[Part of a data file]
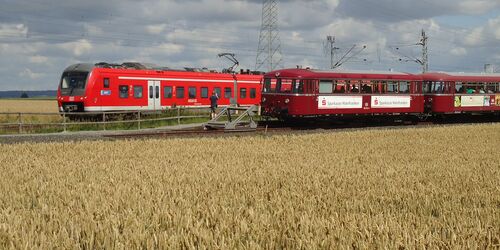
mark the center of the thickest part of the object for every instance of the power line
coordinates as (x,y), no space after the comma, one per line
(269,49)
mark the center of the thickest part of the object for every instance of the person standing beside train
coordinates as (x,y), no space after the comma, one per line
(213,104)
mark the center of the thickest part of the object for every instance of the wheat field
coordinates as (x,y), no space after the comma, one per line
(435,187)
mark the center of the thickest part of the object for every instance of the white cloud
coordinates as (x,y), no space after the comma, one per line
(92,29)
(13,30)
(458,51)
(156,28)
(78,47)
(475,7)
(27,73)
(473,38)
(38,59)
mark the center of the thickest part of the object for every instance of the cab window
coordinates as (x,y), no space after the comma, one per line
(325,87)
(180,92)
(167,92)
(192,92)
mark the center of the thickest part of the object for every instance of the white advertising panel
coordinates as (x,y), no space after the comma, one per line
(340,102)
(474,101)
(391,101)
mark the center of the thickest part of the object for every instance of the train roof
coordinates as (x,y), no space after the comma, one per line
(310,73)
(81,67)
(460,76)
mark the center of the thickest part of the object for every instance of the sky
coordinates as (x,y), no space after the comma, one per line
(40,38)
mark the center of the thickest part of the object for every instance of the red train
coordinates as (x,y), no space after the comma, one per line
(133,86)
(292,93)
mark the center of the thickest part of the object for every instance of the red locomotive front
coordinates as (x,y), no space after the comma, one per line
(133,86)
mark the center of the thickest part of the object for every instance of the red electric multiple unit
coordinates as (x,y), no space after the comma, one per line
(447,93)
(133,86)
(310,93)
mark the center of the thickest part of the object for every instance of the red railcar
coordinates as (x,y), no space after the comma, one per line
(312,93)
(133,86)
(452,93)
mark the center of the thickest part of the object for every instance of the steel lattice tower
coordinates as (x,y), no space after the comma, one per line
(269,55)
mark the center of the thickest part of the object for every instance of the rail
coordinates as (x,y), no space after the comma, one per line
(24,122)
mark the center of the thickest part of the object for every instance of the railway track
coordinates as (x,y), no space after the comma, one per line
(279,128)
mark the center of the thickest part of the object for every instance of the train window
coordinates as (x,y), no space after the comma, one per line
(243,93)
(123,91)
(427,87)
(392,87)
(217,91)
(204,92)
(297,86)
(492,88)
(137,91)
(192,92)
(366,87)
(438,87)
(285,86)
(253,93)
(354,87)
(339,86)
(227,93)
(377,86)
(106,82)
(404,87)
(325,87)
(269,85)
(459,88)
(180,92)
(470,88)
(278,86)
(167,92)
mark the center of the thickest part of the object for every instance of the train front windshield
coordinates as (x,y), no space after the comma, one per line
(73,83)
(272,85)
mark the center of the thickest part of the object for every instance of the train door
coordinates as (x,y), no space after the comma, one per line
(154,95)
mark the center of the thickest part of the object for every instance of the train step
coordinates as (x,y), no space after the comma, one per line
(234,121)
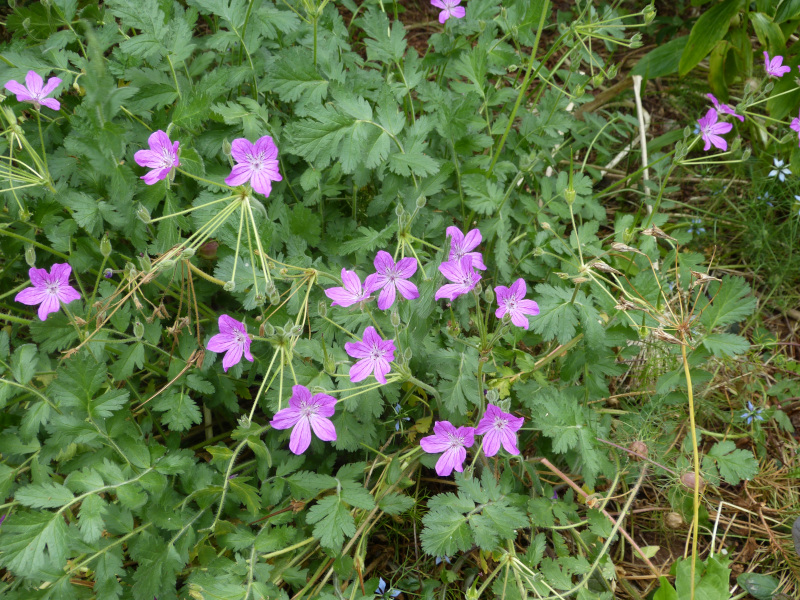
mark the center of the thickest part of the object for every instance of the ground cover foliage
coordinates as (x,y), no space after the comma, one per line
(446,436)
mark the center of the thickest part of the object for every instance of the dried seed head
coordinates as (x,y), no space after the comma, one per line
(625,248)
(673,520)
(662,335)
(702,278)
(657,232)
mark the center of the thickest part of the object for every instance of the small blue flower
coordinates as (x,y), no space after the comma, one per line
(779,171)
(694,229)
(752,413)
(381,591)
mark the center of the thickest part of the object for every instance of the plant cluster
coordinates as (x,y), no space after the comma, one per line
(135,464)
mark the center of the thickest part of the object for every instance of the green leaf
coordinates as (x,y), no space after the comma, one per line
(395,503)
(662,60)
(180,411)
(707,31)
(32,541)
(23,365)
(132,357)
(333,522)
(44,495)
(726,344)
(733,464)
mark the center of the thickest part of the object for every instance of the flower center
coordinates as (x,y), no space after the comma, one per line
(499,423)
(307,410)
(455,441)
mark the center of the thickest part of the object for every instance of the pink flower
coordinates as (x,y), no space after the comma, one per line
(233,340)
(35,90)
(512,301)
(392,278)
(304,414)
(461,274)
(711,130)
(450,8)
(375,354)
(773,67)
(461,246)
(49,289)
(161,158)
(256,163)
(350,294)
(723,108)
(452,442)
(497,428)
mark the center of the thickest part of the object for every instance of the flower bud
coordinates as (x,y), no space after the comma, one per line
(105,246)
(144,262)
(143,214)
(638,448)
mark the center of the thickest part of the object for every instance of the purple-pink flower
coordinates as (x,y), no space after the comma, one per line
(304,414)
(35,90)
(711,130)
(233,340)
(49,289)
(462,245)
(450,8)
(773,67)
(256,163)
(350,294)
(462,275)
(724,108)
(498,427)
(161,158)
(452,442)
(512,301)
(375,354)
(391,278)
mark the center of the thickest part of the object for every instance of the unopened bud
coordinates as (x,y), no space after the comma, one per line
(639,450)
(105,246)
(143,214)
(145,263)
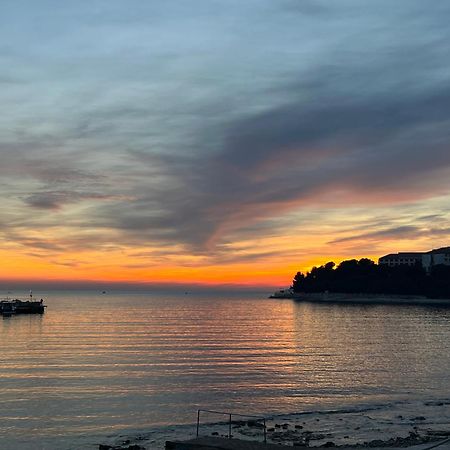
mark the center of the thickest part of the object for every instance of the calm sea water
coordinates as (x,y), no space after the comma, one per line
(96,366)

==

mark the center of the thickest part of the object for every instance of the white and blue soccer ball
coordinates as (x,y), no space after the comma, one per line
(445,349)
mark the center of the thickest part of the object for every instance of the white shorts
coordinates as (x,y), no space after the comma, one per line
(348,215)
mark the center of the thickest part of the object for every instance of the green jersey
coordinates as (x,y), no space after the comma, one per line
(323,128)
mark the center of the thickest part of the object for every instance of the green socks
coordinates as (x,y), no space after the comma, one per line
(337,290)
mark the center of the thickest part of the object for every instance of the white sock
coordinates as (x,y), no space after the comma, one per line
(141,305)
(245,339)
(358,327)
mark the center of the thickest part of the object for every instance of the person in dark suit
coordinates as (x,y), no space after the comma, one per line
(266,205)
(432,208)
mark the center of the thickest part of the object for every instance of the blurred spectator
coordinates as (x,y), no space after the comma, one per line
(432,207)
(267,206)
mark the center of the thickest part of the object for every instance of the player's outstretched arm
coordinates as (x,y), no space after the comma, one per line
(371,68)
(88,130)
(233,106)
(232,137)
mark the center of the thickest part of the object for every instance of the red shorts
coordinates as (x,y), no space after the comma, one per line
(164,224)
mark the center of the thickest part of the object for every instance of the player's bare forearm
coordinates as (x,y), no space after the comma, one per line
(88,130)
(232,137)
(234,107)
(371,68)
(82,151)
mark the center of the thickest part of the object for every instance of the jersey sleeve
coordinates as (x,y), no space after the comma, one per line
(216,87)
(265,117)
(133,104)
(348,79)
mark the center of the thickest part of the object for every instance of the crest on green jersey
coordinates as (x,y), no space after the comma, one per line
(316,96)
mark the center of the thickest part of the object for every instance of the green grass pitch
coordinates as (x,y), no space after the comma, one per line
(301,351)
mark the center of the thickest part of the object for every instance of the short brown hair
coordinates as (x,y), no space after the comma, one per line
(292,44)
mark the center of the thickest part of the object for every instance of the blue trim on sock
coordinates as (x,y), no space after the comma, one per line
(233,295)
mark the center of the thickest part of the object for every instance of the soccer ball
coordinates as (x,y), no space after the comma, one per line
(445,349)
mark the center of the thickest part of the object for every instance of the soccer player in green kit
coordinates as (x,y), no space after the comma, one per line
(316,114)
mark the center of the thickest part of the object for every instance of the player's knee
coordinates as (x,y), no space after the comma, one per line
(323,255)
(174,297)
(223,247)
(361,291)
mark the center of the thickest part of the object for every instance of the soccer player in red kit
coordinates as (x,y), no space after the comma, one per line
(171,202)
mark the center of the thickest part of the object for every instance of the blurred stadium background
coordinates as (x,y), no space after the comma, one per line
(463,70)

* * *

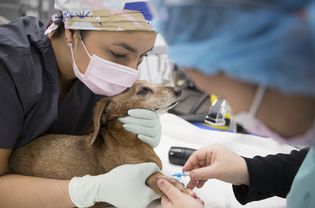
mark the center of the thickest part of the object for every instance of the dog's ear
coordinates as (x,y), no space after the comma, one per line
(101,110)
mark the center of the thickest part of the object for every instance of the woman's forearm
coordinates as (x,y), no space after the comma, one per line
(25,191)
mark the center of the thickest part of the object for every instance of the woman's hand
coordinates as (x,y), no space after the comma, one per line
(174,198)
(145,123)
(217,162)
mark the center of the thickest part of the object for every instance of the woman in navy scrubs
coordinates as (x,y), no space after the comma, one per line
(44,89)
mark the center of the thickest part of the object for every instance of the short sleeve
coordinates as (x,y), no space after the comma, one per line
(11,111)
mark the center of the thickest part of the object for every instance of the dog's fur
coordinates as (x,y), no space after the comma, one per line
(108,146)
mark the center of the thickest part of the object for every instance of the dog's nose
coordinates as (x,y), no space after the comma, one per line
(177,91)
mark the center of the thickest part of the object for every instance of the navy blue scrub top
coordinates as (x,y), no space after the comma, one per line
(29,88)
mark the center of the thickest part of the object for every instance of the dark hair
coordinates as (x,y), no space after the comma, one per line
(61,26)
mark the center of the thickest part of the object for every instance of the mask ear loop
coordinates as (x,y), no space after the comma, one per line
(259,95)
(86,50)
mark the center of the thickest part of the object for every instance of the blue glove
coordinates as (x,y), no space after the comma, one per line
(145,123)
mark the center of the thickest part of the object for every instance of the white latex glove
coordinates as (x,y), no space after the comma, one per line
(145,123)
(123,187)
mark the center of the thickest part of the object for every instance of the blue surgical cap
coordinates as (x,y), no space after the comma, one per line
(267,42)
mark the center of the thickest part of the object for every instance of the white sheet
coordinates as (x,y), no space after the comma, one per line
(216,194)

Request -
Collect every line of the data file that contains the string "glove". Case counts, so match only that exact capitalization.

Solved exercise -
mark the center of the thickest part of the object for every instance of the blue glove
mark the center of the thickest part of the object for every instance of the white latex glove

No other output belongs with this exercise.